Things to do:
• a. Answer these questions about the Redis caching patch page:
(i) What state is the patch listed in?
(ii) Who created the revision?
(iii) On a miss, what does the new files store fall back to?
• b. Carry on the Redis caching patch page from its last sentence.

Supplied passage:
----------------

Patchwork D2885: RFC: use Redis to cache file data

login
register
mail settings
Submitter phabricator
Date March 16, 2018, 11:07 p.m.
Message ID <differential-rev-PHID-DREV-seaytu4zegvcpkn7vodp-req@phab.mercurial-scm.org>
Download mbox | patch
Permalink /patch/29574/
State Superseded
Headers show

Comments

phabricator - March 16, 2018, 11:07 p.m.
indygreg created this revision.
Herald added a subscriber: mercurial-devel.
Herald added a reviewer: hg-reviewers.

REVISION SUMMARY
  This [very hacky] commit implements a new files store that uses
  Redis to cache files data. It services requests from Redis (if
  available) and falls back to a base store / interface (revlogs in
  our case) on misses.
  
  The purpose of this commit is to first demonstrate the value in having
  interfaces for storage. If we code to the interface, then another
  interface can come along and do useful things - like caching.

----------------

[Collected data entries]
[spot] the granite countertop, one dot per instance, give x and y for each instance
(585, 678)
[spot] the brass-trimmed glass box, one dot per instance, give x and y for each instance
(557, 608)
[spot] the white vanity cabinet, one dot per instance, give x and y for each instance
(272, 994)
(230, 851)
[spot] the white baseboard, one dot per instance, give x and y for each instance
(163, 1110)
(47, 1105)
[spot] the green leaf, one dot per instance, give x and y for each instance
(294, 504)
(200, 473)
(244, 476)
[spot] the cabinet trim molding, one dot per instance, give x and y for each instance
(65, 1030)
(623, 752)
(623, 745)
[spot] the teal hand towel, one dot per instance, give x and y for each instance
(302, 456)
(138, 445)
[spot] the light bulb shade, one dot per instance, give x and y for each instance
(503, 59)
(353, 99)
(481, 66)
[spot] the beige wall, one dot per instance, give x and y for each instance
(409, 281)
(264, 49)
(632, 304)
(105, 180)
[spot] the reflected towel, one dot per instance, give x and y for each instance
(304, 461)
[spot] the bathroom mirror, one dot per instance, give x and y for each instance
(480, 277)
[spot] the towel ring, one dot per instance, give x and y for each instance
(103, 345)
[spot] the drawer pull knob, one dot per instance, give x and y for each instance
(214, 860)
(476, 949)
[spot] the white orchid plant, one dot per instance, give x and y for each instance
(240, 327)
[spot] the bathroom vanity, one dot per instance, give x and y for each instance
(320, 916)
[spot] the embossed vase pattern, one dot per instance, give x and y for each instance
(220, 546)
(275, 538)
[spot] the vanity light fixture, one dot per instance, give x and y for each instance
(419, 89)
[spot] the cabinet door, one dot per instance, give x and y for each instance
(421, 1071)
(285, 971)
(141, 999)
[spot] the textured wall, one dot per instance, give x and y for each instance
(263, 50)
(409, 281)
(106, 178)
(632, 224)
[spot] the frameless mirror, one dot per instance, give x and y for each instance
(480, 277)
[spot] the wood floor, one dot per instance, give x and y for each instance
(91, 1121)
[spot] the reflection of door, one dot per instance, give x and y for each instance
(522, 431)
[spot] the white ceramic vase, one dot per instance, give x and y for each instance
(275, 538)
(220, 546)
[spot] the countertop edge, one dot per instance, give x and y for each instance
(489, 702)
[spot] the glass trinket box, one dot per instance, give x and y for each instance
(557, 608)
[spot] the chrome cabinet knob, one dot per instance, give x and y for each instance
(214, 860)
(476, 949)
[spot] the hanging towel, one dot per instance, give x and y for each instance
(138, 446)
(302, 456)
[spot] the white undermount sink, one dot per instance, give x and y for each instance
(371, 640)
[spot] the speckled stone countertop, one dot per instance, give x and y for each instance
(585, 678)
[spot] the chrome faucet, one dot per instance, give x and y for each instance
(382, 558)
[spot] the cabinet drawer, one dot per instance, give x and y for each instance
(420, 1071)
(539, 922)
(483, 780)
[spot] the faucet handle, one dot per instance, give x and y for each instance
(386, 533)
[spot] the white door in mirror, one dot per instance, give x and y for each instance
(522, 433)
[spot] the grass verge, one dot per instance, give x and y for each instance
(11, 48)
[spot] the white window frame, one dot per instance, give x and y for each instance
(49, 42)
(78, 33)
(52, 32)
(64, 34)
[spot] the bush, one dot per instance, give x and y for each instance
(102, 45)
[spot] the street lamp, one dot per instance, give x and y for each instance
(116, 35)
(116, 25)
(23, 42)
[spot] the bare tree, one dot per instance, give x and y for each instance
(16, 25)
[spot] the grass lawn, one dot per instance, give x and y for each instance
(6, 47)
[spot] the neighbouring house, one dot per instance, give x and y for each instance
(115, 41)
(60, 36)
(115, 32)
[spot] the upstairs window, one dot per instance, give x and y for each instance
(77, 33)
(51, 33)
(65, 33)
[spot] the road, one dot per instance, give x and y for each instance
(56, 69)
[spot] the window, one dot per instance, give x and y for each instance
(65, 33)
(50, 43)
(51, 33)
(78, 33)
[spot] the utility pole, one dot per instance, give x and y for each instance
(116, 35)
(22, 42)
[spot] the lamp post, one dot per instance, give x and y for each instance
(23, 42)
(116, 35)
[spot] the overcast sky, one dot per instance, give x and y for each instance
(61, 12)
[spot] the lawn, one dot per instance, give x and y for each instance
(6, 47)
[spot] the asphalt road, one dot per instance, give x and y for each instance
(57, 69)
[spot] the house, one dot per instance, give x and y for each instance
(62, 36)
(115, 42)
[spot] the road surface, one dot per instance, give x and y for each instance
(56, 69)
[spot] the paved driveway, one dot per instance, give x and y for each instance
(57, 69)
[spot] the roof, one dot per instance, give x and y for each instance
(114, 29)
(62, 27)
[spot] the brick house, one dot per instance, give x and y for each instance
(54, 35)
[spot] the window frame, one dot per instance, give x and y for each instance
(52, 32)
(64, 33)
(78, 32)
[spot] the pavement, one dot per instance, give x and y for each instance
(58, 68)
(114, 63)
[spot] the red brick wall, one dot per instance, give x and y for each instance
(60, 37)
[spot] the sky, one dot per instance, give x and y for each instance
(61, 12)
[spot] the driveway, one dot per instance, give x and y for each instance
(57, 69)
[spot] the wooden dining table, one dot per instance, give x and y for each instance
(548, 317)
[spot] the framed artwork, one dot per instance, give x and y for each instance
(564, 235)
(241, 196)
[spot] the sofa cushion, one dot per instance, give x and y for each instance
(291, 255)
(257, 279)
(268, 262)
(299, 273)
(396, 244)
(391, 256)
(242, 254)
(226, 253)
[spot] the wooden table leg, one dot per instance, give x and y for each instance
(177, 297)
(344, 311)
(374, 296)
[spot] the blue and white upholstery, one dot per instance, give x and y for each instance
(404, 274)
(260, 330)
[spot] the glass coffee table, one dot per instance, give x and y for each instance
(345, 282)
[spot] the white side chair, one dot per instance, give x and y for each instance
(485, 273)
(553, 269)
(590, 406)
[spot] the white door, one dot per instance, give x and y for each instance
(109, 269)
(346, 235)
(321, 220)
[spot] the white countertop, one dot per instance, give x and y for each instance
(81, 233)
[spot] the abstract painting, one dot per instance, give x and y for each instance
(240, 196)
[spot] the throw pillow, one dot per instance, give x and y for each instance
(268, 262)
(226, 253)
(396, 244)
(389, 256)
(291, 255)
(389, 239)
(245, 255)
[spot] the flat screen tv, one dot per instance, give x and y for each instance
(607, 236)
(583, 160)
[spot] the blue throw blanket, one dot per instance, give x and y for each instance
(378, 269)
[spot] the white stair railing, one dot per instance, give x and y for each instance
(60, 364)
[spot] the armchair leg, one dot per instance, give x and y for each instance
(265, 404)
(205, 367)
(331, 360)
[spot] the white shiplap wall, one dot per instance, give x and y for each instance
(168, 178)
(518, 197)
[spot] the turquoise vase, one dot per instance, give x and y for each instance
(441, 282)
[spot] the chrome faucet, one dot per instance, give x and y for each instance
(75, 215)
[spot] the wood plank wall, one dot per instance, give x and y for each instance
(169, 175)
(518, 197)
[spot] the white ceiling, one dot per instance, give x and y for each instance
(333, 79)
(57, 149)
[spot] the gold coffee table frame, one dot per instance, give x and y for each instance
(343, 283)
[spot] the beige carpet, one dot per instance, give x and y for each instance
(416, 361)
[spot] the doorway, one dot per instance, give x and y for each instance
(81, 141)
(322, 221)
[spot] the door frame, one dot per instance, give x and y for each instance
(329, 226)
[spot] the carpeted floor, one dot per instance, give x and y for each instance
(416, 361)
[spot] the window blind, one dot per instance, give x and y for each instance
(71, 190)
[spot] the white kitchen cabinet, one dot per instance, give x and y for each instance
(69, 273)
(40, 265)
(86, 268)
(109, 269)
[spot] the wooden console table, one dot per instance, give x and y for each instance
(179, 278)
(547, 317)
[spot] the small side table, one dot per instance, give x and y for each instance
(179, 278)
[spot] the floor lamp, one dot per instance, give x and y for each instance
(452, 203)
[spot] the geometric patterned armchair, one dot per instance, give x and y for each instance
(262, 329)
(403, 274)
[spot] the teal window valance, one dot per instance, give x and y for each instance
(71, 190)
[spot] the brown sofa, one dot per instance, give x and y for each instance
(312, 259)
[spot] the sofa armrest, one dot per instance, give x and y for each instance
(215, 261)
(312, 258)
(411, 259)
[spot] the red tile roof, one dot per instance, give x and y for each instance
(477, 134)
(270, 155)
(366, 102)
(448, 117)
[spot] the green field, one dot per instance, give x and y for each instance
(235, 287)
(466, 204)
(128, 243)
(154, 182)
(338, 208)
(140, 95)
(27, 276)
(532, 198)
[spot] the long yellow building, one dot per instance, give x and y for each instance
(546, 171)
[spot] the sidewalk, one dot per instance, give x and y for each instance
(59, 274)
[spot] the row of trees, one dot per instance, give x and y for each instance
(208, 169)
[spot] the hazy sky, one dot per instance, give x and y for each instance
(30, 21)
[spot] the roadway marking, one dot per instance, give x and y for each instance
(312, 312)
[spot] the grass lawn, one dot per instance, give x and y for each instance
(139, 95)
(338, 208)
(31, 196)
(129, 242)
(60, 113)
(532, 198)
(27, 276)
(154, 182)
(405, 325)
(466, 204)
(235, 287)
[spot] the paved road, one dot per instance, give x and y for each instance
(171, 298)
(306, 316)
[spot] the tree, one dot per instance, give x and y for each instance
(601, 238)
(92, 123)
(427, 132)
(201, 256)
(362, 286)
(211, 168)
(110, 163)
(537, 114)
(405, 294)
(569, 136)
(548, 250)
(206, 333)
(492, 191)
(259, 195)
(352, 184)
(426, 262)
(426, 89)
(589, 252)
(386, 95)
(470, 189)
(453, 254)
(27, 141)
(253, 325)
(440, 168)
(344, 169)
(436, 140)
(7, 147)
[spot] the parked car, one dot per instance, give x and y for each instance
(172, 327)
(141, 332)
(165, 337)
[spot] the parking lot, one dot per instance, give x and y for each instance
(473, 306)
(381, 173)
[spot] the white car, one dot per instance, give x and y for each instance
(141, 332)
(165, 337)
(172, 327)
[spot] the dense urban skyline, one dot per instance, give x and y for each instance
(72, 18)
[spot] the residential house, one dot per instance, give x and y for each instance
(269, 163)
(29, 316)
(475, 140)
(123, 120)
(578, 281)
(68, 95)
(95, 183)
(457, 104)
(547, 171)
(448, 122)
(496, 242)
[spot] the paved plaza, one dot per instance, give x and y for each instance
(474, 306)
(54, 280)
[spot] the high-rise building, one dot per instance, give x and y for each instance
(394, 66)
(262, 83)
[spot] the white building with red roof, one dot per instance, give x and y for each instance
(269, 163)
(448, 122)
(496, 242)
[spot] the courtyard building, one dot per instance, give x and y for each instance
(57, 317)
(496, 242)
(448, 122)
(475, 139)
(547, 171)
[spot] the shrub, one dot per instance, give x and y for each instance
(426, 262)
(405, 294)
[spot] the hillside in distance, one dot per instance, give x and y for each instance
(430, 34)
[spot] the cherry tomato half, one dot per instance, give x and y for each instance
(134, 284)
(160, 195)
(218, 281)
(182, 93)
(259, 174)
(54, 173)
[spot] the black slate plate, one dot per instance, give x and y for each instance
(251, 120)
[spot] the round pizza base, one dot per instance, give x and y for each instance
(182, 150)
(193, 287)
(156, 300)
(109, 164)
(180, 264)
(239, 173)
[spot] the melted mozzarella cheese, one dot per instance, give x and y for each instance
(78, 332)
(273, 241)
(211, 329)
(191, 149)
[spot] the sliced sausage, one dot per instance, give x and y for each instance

----------------

Task results:
• a.
(i) Superseded
(ii) indygreg
(iii) A base store / interface, which is revlogs in this case.

• b.
  
  The other purpose was to investigate performance. Would a memory-backed
  key-value store have a significant impact on performance of our
  experimental wire protocol command to serve file data fulltexts for
  a specific revisions? The answer is a very resounding yet!
  
  Using the same mozilla-unified revision from the previous commit:
  
  - no compression: 1478MB;  ~94s   wall; ~56s   CPU w/ hot redis: 1478MB;   ~9.6s wall;  ~8.6s CPU
  - zstd level 3:    343MB;  ~97s   wall; ~57s   CPU w/ hot redis:  343MB;   ~8.5s wall;  ~8.3s CPU
  - zstd level 1 w/ hot redis:  377MB;   ~6.8s wall;  ~6.6s CPU
  - zlib level 6:    367MB; ~116s   wall; ~74s   CPU w/ hot redis:  367MB;  ~36.7s wall; ~36s   CPU
  
  For the curious, the ls profiler says that our hotspot without
  compression is in socket I/O. With zstd compression, the hotspot is
  compression.
  
  I reckon the reason for the socket I/O overhead is because we end up
  writing tons more chunks on the wire when uncompressed (compression
  will effectively ensure each output chunk is a similar, large'ish
  size). All those extra Python function calls and system calls do add
  up!
  
  Anyway, I'm definitely happy with the performance improvements. I'd
  say this was a useful experiment!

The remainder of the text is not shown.